■ TASK DESCRIPTION
In the lines below, swap every occurrence of "detection model" for "localization model" and leave everything else as it is.
## Start
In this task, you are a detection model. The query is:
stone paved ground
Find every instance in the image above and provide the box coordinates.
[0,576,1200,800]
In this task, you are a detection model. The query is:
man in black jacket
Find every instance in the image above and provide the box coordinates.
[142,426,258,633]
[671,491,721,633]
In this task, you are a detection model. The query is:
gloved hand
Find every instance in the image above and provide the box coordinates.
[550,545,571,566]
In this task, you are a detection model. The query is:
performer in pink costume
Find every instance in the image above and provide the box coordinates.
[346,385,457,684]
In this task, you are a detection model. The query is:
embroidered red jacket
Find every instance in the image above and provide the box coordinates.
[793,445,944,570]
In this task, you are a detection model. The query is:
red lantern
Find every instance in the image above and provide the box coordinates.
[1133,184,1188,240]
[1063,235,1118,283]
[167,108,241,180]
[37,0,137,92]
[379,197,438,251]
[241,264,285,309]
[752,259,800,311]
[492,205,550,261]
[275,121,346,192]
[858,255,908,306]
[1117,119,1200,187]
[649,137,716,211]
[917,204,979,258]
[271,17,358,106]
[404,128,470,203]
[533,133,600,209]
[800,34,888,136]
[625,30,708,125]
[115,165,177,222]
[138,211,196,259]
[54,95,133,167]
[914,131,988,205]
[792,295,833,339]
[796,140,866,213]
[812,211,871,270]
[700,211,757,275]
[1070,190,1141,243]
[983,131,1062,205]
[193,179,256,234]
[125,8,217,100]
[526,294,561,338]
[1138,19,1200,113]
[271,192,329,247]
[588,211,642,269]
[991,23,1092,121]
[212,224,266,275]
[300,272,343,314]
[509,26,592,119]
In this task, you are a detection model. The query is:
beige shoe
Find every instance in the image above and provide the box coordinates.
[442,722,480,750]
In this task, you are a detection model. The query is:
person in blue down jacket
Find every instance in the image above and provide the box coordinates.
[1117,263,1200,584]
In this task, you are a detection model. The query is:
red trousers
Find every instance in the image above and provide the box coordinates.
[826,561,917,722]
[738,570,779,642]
## End
■ FINISHED TASK
In this task, you are a localization model. The query is:
stone paved ground
Find every instance in the image above and provide the box coordinates.
[0,576,1200,800]
In this task, you are a localization model. The query is:
man in black jacket
Find every instance in the image above and provide the box coordinates.
[142,426,258,633]
[671,491,721,633]
In this task, you are a localization model. The query is:
gloved hand
Find every instance in the image above and provide the box coordinates.
[550,545,571,566]
In this task, you are a localization model. The query is:
performer in pink costume
Find every instance in the image above and provide the box coordinates.
[346,385,457,684]
In this task, you are a localization model. The query is:
embroidered red jacket
Find every instance in the image above and provide the box coordinates.
[793,445,944,570]
In this task, you are a localization model. The query is:
red lantern
Find every instance in the image above and provide the box coordinates.
[1133,184,1188,240]
[1063,235,1118,283]
[167,108,241,180]
[37,0,137,92]
[379,197,438,251]
[241,264,285,309]
[752,259,800,311]
[492,205,550,261]
[275,121,346,192]
[858,255,908,306]
[1117,119,1200,187]
[649,137,716,211]
[917,204,979,258]
[271,17,358,106]
[404,128,470,203]
[533,133,600,209]
[800,34,888,136]
[625,30,708,125]
[115,165,177,222]
[138,211,196,259]
[54,95,133,167]
[914,131,988,205]
[792,295,833,339]
[796,140,866,213]
[812,211,871,270]
[700,211,757,275]
[1070,190,1141,243]
[983,131,1062,205]
[193,179,256,234]
[125,8,217,100]
[526,294,561,338]
[1138,19,1200,113]
[271,192,329,247]
[588,211,642,269]
[991,23,1092,121]
[212,224,266,275]
[300,272,343,314]
[509,26,592,119]
In this task, you are a localization model. The query is:
beige shoe
Find every instance in the image above and provide the box coordinates.
[442,722,480,750]
In this task, you are a localization model. The query is:
person in blue down jacket
Find every instance in the image above and provide the box coordinates.
[1117,263,1200,584]
In this task, you are a localization model. The query is:
red trousers
Find every instance in the image above and provide the box coordinates.
[826,561,917,722]
[738,570,779,642]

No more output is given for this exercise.